==== DATA FOR PROCESSING

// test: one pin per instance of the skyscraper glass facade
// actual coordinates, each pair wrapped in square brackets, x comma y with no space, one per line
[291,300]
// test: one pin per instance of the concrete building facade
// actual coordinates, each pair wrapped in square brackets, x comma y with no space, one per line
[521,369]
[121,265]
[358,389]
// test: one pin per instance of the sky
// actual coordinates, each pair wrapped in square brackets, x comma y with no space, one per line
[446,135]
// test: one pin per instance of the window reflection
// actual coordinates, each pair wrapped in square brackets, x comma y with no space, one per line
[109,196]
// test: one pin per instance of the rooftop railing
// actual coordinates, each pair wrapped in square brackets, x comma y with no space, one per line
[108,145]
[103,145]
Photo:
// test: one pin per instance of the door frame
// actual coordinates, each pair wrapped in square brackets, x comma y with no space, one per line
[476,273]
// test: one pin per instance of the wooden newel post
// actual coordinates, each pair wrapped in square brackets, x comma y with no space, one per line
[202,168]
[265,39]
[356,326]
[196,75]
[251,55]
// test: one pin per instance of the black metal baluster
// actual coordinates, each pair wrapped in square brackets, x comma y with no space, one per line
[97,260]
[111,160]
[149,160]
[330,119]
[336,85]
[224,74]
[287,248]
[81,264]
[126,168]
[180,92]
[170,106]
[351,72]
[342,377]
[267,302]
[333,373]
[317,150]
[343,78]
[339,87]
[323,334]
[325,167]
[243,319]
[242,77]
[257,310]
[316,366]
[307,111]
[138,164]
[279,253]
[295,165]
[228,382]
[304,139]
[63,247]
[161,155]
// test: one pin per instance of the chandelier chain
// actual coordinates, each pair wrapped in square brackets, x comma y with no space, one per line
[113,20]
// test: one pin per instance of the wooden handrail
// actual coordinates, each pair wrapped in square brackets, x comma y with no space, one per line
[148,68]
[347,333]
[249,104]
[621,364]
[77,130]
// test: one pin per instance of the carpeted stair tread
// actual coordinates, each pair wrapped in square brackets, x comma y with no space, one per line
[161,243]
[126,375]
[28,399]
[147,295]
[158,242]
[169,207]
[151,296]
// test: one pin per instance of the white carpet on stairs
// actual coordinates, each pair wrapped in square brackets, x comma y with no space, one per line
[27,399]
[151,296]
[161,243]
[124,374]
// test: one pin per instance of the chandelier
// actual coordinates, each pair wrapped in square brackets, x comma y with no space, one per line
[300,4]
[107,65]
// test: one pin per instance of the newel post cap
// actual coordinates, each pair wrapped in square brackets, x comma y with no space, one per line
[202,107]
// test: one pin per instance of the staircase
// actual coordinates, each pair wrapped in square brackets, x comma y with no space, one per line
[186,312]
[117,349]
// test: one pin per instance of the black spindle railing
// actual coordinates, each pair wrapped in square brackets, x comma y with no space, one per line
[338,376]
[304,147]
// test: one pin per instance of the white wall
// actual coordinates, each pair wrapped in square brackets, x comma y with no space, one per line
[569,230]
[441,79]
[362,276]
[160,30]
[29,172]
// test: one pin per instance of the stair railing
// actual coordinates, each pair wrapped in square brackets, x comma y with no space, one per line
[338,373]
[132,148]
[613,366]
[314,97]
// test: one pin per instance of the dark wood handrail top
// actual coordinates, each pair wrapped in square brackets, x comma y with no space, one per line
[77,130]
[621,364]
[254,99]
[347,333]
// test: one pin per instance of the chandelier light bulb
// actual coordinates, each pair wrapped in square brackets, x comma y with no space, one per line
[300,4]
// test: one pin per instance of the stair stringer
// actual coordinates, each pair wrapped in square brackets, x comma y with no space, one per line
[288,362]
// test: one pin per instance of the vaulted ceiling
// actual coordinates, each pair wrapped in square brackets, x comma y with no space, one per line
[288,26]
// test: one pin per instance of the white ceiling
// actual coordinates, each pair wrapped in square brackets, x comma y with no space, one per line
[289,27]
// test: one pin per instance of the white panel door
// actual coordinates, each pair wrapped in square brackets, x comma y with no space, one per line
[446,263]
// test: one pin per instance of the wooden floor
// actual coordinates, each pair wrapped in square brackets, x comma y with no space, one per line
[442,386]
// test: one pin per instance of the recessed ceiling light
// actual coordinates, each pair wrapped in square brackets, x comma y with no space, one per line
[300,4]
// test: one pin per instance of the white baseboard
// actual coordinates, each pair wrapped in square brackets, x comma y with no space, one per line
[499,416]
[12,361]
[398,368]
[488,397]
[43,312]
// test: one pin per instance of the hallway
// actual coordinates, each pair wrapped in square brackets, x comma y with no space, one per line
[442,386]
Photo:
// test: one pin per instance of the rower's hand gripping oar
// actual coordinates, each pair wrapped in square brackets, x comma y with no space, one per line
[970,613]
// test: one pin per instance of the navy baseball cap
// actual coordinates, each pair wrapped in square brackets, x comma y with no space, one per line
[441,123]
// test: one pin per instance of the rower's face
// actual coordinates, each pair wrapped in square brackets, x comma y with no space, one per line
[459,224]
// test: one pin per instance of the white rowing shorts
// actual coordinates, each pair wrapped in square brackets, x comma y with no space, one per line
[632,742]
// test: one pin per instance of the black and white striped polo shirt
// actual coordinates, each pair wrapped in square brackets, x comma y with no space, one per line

========

Locate and copy each line in the data above that includes the word "facade".

// test: one pin per instance of the skyscraper glass facade
// test: one pin per instance of the concrete building facade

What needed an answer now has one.